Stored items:

##########

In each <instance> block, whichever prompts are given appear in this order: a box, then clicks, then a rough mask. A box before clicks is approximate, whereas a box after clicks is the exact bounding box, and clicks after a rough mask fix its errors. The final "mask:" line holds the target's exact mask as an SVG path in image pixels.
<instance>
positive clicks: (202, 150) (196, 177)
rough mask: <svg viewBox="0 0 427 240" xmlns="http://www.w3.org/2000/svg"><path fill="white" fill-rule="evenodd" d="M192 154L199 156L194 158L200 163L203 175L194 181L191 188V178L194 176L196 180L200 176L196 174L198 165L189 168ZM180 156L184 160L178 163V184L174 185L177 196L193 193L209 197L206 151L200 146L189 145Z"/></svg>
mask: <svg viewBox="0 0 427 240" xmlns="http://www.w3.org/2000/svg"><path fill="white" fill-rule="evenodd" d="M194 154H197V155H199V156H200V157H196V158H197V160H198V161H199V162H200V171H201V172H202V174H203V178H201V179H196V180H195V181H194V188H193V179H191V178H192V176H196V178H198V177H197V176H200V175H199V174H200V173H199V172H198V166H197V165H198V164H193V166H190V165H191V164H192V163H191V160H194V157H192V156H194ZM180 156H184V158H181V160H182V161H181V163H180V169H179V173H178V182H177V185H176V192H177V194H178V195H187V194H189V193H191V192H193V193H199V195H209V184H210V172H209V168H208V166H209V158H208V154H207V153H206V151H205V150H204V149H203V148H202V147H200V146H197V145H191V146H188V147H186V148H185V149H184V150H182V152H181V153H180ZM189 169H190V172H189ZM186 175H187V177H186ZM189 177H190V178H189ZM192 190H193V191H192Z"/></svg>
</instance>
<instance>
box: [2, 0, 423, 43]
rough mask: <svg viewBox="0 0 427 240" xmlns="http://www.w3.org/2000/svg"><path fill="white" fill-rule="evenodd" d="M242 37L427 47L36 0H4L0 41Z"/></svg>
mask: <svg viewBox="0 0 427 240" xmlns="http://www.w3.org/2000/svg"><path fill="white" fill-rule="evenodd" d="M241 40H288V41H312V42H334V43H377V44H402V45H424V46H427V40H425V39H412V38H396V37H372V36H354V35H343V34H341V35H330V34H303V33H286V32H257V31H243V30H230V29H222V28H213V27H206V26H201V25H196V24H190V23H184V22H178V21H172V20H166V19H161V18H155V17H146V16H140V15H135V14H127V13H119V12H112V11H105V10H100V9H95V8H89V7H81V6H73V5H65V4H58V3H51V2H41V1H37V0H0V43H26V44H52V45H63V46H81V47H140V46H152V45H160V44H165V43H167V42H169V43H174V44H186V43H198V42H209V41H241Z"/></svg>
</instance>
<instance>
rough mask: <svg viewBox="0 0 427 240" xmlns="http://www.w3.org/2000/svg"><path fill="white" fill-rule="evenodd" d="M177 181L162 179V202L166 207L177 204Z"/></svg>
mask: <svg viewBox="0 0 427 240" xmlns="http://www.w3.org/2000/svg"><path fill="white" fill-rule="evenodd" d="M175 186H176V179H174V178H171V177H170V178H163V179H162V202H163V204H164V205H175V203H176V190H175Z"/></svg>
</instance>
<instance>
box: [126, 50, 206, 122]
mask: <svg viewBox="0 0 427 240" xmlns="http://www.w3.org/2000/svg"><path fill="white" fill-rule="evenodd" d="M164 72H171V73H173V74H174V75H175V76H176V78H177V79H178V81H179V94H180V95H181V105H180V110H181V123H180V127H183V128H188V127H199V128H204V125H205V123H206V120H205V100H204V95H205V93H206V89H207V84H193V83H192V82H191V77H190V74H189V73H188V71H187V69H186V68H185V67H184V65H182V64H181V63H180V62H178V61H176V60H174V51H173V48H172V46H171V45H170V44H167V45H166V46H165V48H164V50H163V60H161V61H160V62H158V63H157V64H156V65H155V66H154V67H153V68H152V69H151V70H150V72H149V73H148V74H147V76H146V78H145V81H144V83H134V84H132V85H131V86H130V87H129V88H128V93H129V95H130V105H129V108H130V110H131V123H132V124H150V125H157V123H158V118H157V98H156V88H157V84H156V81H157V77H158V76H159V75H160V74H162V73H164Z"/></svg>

##########

Task to complete: Please copy exactly the lines from the first line of the records above through the line containing "positive clicks: (202, 150) (196, 177)", including both, and nothing more.

The answer:
In each <instance> block, whichever prompts are given appear in this order: a box, then clicks, then a rough mask. A box before clicks is approximate, whereas a box after clicks is the exact bounding box, and clicks after a rough mask fix its errors. The final "mask:" line holds the target's exact mask as an SVG path in image pixels.
<instance>
positive clicks: (202, 150) (196, 177)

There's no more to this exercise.